- GOAL -
Return the following lines unchanged, every one of them.

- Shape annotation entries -
-=-=-
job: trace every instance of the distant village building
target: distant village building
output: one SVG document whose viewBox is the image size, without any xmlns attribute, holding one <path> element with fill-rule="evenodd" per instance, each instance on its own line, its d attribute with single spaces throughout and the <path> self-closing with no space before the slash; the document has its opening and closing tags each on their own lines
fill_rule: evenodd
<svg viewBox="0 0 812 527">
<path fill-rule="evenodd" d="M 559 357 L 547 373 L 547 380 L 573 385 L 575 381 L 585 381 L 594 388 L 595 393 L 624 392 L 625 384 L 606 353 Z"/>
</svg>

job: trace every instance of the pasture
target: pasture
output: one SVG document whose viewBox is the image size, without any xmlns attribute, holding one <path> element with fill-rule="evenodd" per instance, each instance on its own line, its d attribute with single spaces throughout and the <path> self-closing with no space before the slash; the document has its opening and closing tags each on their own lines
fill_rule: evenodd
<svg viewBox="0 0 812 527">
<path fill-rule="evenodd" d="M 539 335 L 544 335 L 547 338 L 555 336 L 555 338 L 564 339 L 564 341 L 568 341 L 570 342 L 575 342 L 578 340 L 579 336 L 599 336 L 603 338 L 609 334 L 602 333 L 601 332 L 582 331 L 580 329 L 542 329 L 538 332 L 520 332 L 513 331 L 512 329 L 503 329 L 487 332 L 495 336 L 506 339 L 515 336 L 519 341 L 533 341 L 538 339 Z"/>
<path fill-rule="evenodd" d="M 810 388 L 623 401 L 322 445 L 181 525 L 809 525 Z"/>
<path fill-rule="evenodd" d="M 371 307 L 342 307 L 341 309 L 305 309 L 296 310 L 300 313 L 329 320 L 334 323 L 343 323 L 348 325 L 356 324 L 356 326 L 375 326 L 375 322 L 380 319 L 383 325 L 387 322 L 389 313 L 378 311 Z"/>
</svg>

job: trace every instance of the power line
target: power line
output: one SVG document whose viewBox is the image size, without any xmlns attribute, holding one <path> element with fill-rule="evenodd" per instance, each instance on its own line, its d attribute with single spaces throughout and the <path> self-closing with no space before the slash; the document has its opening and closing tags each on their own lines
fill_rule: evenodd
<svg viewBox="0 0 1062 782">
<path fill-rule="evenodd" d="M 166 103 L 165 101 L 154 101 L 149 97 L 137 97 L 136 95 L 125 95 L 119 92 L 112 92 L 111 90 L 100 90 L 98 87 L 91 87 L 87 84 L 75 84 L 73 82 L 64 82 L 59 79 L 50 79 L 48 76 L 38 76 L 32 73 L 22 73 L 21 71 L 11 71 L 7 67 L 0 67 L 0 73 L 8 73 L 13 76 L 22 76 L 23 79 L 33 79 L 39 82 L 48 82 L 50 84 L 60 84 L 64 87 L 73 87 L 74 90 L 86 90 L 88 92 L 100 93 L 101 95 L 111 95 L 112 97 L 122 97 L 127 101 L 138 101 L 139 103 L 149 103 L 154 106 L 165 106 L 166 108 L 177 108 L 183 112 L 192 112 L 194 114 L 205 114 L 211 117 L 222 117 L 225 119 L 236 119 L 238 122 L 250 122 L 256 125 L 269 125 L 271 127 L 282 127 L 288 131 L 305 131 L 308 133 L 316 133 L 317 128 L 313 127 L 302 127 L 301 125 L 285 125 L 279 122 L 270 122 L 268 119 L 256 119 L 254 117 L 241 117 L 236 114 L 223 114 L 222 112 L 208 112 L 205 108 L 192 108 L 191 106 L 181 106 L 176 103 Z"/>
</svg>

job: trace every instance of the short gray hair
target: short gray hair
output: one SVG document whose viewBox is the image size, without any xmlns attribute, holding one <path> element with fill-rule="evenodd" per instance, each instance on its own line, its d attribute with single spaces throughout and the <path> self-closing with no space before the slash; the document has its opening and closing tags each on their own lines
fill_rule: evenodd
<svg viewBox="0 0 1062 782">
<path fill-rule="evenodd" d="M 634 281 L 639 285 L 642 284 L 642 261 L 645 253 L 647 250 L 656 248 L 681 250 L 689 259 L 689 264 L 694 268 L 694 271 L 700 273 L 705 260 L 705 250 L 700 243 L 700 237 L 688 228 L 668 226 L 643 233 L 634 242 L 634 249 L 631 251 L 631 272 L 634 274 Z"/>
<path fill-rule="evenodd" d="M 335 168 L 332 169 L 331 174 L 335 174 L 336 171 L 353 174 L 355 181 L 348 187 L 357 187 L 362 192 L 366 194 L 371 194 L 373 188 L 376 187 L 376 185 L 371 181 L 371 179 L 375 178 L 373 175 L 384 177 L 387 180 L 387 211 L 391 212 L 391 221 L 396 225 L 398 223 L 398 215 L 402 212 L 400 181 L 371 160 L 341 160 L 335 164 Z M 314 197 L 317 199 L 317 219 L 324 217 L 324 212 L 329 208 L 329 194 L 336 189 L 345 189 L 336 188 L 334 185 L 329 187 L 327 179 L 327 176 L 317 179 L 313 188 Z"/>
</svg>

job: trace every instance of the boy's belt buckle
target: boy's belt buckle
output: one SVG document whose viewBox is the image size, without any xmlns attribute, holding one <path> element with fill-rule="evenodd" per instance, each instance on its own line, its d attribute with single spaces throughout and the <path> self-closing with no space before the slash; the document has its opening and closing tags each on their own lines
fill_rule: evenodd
-=-=-
- RESULT OF THIS TASK -
job: trace every instance of the distant village building
target: distant village building
output: one SVG document whose viewBox is the image size, without any xmlns attribute, holding one <path> element with fill-rule="evenodd" per instance, each instance on its own line, its d attribute with single spaces throughout and the <path> self-closing with no space before the slash; the document has its opening and closing tags each on their own lines
fill_rule: evenodd
<svg viewBox="0 0 812 527">
<path fill-rule="evenodd" d="M 559 357 L 547 373 L 547 380 L 573 385 L 575 381 L 585 381 L 594 388 L 595 393 L 624 392 L 625 384 L 606 353 Z"/>
</svg>

job: trace every instance of the pasture
target: pasture
output: one SVG document whose viewBox is the image size, without any xmlns attribute, holding one <path> element with fill-rule="evenodd" per instance, each instance on its own line, its d attribute with single spaces throughout and the <path> self-closing with no space before the slash; the document has its opening and closing tags each on their own lines
fill_rule: evenodd
<svg viewBox="0 0 812 527">
<path fill-rule="evenodd" d="M 539 335 L 544 335 L 547 338 L 555 336 L 555 338 L 564 339 L 564 341 L 568 341 L 570 342 L 575 342 L 578 340 L 579 336 L 599 336 L 603 338 L 609 334 L 602 333 L 601 332 L 582 331 L 580 329 L 542 329 L 538 332 L 520 332 L 513 331 L 512 329 L 503 329 L 487 332 L 495 336 L 506 339 L 515 336 L 519 341 L 533 341 L 538 339 Z"/>
<path fill-rule="evenodd" d="M 810 388 L 623 401 L 322 445 L 181 525 L 809 525 Z"/>
<path fill-rule="evenodd" d="M 371 307 L 342 307 L 341 309 L 305 309 L 296 310 L 300 313 L 329 320 L 334 323 L 343 323 L 348 325 L 356 324 L 356 326 L 375 326 L 375 322 L 380 319 L 383 325 L 387 322 L 389 313 L 378 311 Z"/>
</svg>

job: trace every instance of the power line
target: power line
output: one SVG document whose viewBox is the image size, without any xmlns attribute, holding one <path> element with fill-rule="evenodd" per instance, each instance on its own line, its d attribute with single spaces throughout and the <path> self-closing with no space before the slash; the document has its opening and closing tags each on their own lines
fill_rule: evenodd
<svg viewBox="0 0 1062 782">
<path fill-rule="evenodd" d="M 166 103 L 165 101 L 154 101 L 149 97 L 137 97 L 136 95 L 125 95 L 119 92 L 112 92 L 111 90 L 100 90 L 98 87 L 91 87 L 87 84 L 75 84 L 73 82 L 64 82 L 59 79 L 50 79 L 48 76 L 38 76 L 32 73 L 22 73 L 21 71 L 11 71 L 7 67 L 0 67 L 0 73 L 8 73 L 13 76 L 22 76 L 23 79 L 33 79 L 39 82 L 48 82 L 50 84 L 60 84 L 64 87 L 73 87 L 74 90 L 86 90 L 88 92 L 100 93 L 101 95 L 111 95 L 112 97 L 122 97 L 127 101 L 138 101 L 139 103 L 149 103 L 154 106 L 165 106 L 166 108 L 177 108 L 183 112 L 192 112 L 194 114 L 205 114 L 211 117 L 222 117 L 225 119 L 236 119 L 238 122 L 250 122 L 256 125 L 269 125 L 271 127 L 282 127 L 288 131 L 305 131 L 308 133 L 316 133 L 317 128 L 313 127 L 302 127 L 301 125 L 285 125 L 279 122 L 270 122 L 268 119 L 256 119 L 254 117 L 241 117 L 236 114 L 223 114 L 222 112 L 208 112 L 205 108 L 192 108 L 191 106 L 181 106 L 176 103 Z"/>
</svg>

job: trace every instance of the short gray hair
target: short gray hair
output: one SVG document whose viewBox is the image size, without any xmlns attribute, holding one <path> element with fill-rule="evenodd" per instance, each instance on its own line, its d attribute with single spaces throughout and the <path> self-closing with no space before the slash; the document has its opening and closing tags each on their own lines
fill_rule: evenodd
<svg viewBox="0 0 1062 782">
<path fill-rule="evenodd" d="M 634 281 L 639 285 L 642 284 L 642 261 L 645 253 L 647 250 L 656 248 L 681 250 L 689 259 L 689 264 L 694 268 L 694 271 L 700 273 L 705 260 L 705 250 L 700 243 L 700 237 L 688 228 L 668 226 L 643 233 L 634 242 L 634 249 L 631 251 L 631 272 L 634 274 Z"/>
<path fill-rule="evenodd" d="M 335 168 L 332 169 L 331 174 L 335 174 L 336 171 L 353 174 L 355 181 L 348 187 L 357 187 L 362 192 L 366 194 L 371 194 L 373 188 L 376 187 L 376 185 L 371 181 L 371 179 L 375 178 L 373 175 L 384 177 L 387 180 L 387 211 L 391 212 L 391 221 L 396 225 L 398 223 L 398 215 L 402 212 L 400 181 L 371 160 L 341 160 L 335 164 Z M 314 197 L 317 199 L 317 219 L 324 217 L 324 212 L 329 208 L 329 194 L 336 189 L 345 189 L 336 188 L 334 185 L 329 187 L 327 179 L 327 176 L 317 179 L 313 188 Z"/>
</svg>

job: trace every instance of the boy's belt buckle
target: boy's belt buckle
output: one SVG document whose viewBox is the image size, without any xmlns attribute, holding one <path> element with fill-rule="evenodd" per instance, each instance on its own line, its d attribute with single spaces throughout and the <path> self-closing with no space before the slash; the document has its opening and closing tags each on their own lines
fill_rule: evenodd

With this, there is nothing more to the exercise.